# [Exercise directions]
Rewrite the listing below, replacing "in this photo" with "in this image" and changing nothing else, and leave the pictures out of your answer.
★ ★ ★ ★ ★ ★ ★
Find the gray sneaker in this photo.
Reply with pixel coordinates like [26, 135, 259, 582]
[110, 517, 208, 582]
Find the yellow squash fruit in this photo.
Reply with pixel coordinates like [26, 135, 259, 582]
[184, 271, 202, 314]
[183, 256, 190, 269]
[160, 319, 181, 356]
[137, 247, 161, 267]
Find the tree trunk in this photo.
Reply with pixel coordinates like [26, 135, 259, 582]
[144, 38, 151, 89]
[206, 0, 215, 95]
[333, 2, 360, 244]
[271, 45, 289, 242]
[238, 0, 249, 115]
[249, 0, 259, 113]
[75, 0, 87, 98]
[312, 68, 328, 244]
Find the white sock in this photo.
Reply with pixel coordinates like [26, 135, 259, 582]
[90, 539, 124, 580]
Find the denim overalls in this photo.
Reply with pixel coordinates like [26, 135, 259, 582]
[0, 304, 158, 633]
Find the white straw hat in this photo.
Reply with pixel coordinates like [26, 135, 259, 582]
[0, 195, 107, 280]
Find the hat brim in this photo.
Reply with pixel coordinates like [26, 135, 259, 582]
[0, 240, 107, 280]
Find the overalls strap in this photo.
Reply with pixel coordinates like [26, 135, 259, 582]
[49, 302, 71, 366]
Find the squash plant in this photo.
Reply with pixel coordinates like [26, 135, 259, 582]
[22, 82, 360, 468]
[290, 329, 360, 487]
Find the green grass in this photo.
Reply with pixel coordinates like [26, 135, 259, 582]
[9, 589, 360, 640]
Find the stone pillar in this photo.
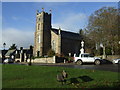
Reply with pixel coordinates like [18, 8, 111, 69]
[58, 28, 61, 54]
[80, 41, 84, 54]
[20, 47, 24, 62]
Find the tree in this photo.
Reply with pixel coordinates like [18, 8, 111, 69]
[87, 7, 120, 54]
[9, 44, 17, 50]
★ ★ ★ ★ ★ ★ ★
# [Output for this exercise]
Find the gray sneaker in this image.
Reply with pixel coordinates like [26, 135, 259, 582]
[110, 517, 208, 582]
Find the yellow squash fruit in this image.
Reply with pixel coordinates like [26, 135, 259, 582]
[184, 271, 202, 314]
[183, 256, 190, 269]
[160, 319, 181, 356]
[137, 247, 161, 267]
Find the tree trunk in this image.
Reply with pixel coordinates like [26, 135, 259, 582]
[144, 38, 151, 89]
[206, 0, 215, 95]
[333, 2, 360, 244]
[271, 45, 289, 242]
[238, 0, 249, 115]
[249, 0, 259, 113]
[75, 0, 87, 98]
[312, 68, 328, 244]
Find the white sock in this image.
Reply with pixel coordinates like [26, 135, 259, 582]
[90, 539, 124, 580]
Find the denim overalls in this image.
Reply with pixel coordinates like [26, 135, 259, 582]
[0, 304, 158, 633]
Find the white straw hat in this image.
Reply with pixel coordinates like [26, 135, 259, 582]
[0, 195, 107, 280]
Find the hat brim in this image.
Reply with pixel coordinates like [26, 135, 259, 582]
[0, 240, 107, 280]
Find the overalls strap in this image.
Reply with pixel coordinates like [26, 135, 259, 582]
[49, 302, 71, 366]
Find the squash plant in this image.
Reply with pixel coordinates like [26, 135, 259, 582]
[22, 82, 360, 468]
[290, 329, 360, 487]
Find the green grass in this image.
Reply with pixel coordinates like [26, 135, 259, 582]
[9, 589, 360, 640]
Find the stone pillar in this image.
Reply with pixel coordinates like [18, 8, 111, 69]
[58, 28, 61, 54]
[80, 41, 84, 54]
[20, 47, 24, 62]
Find the tree in this image.
Reply with pixel coordinates like [18, 8, 111, 69]
[87, 7, 120, 54]
[9, 44, 17, 50]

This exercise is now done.